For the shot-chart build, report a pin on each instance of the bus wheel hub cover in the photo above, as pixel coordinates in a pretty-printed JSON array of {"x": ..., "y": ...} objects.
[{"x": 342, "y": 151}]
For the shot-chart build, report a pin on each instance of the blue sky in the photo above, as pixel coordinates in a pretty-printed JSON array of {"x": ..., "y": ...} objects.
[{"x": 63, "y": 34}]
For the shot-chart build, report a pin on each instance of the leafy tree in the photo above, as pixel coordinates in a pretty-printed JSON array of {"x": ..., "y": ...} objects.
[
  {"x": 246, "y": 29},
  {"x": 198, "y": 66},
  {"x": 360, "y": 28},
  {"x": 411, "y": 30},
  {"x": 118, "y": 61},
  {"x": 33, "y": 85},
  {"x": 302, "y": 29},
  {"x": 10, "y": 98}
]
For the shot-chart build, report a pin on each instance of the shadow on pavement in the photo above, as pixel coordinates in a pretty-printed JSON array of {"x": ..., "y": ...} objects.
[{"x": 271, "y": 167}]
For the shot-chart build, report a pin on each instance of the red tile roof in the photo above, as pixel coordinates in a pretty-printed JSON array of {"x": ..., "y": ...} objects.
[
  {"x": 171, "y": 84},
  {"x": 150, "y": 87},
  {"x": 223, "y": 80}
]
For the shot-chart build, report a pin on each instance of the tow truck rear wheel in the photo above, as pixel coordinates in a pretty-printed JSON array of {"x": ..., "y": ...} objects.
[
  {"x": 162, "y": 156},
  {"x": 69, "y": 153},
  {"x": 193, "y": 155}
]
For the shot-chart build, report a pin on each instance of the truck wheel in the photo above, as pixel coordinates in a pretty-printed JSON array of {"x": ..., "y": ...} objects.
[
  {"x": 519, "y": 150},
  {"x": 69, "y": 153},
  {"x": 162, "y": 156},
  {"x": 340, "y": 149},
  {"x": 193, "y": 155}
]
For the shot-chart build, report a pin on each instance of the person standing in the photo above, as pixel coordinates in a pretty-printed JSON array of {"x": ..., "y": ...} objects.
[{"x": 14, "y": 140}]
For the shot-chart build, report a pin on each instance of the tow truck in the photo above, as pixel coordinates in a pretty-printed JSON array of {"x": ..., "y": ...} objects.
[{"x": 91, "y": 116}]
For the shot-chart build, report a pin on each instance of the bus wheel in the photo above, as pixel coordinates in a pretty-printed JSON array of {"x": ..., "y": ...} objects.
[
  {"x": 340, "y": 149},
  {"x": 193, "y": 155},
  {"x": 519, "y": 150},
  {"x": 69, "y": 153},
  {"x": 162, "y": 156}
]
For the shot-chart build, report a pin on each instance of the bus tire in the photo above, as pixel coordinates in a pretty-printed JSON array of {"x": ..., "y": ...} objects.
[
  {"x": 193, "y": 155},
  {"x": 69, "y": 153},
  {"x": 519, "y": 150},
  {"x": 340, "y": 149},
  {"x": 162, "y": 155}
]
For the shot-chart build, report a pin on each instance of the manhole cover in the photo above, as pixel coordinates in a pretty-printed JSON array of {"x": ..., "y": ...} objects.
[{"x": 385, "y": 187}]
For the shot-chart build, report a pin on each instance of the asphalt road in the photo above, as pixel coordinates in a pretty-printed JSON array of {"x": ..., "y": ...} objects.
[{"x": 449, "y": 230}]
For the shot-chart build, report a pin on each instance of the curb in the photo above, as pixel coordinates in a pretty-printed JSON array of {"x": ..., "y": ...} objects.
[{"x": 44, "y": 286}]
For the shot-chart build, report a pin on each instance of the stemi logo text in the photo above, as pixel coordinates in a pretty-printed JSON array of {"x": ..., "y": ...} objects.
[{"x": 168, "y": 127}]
________________
## What is required
Starting at the line that contains "of the person", repeat each line exactly through the last one in the listing. Include both of those lines and nothing more.

## Output for this task
For the shot-chart build, report a pin on each instance of the person standing in the photo above, as pixel coordinates in a pretty-printed JSON array of {"x": ..., "y": ...} objects.
[{"x": 14, "y": 140}]
For the shot-chart build, report a pin on each instance of the tow truck in the photo above, as pixel coordinates in a pretty-printed JSON array of {"x": ..., "y": ...} objects.
[{"x": 91, "y": 116}]
For the shot-chart build, report a pin on each instance of the bus wheel in the photo above, as pixel coordinates in a pretty-printed JSON array of {"x": ..., "y": ...} objects.
[
  {"x": 340, "y": 149},
  {"x": 193, "y": 155},
  {"x": 519, "y": 150},
  {"x": 69, "y": 153},
  {"x": 162, "y": 156}
]
For the shot-chart build, report a pin on each instance of the bus tire in the photo above, as pixel coordinates in a pretty-printed JSON array of {"x": ..., "y": ...} objects.
[
  {"x": 193, "y": 155},
  {"x": 69, "y": 153},
  {"x": 519, "y": 150},
  {"x": 340, "y": 149},
  {"x": 162, "y": 155}
]
For the shot-chart build, report a pin on each instance of the manhole cover in the photo above, as pixel coordinates in a pretty-printed JSON array of {"x": ..., "y": ...} objects.
[{"x": 385, "y": 187}]
For the shot-chart build, report a pin on each instance of the asphalt road in the photo above, as pixel coordinates in a pretty-printed JSON array of {"x": ..., "y": ...} objects.
[{"x": 449, "y": 230}]
For the shot-chart build, report a pin on each instance of the curb in the photo above, as pixel coordinates in a pretty-printed JSON array of {"x": ..., "y": ...} objects.
[{"x": 44, "y": 286}]
For the shot-chart build, report a pin on each instance of the stemi logo text in the photo above, as pixel coordinates in a pretty-printed JSON array of {"x": ..., "y": ...} objects.
[{"x": 168, "y": 127}]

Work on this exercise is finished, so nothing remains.